Keeping buckets locked down and allowing direct client -> S3 uploads
 Using ALIAS records for easier redirection to core AWS resources instead of CNAMES.
 What's an ALIAS?
[-] Using IAM Roles
 Benefits of using a VPC
[-] Use '-' instead of '.' in S3 bucket names that will be accessed via HTTPS.
[-] Automatic security auditing (damn, entire section was eye-opening)
[-] Disable SSH in security groups to force you to get automation right.
Also, S3 buckets cannot scale infinitely. This is a huge myth
If you don't have an elastic workload and are keeping all of your servers online 24/7, then you should investigate dedicated hardware from another provider. AWS really only makes sense ($$) when you can take advantage of the ability to spin up and spin down your instances as needed.
If we went with all of our own dedicated hardware, or cheaper instances from a different cloud provider then we'd miss out on ELB, have slower and more expensive communication to and from S3, not to mention that services like Elastic Beanstalk make deploying to EC2 instances very easy compared with rolling your own deployment system. And for those who don't want to bother with administrating databases and cache machines RDS and Elasticache are going to be cheapest and fastest if your instances are EC2.

■ **STUDY MATERIAL**
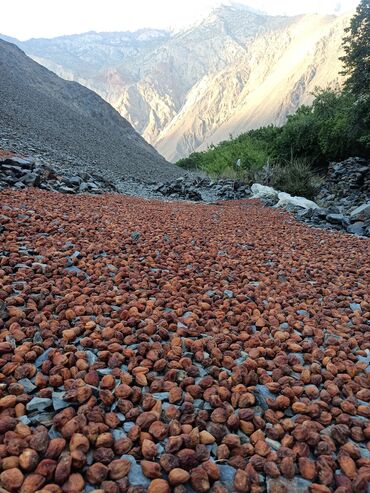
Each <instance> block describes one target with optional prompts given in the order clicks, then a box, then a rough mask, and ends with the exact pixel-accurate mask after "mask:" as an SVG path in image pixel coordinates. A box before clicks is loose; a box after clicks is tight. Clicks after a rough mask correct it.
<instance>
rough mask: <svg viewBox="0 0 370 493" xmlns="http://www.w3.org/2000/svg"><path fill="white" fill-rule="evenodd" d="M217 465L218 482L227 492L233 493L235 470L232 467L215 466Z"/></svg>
mask: <svg viewBox="0 0 370 493" xmlns="http://www.w3.org/2000/svg"><path fill="white" fill-rule="evenodd" d="M217 465H218V469H219V471H220V481H221V482H222V483H223V484H224V486H225V487H226V488H227V489H228V490H229V491H233V490H234V478H235V474H236V470H235V469H234V468H233V467H231V466H228V465H226V464H217Z"/></svg>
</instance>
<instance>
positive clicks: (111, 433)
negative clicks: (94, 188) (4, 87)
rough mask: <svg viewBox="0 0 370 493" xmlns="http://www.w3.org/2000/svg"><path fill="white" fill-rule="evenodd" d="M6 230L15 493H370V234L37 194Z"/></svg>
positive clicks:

■ **TASK SET**
a – In the paragraph of the AWS notes above that begins "If we went with all of our own dedicated hardware," list every AWS service it names.
b – According to the AWS notes, what character should replace '.' in S3 bucket names that will be accessed via HTTPS?

■ **EXERCISE ANSWERS**
a – ELB, S3, Elastic Beanstalk, EC2, RDS, Elasticache

b – '-' (a hyphen)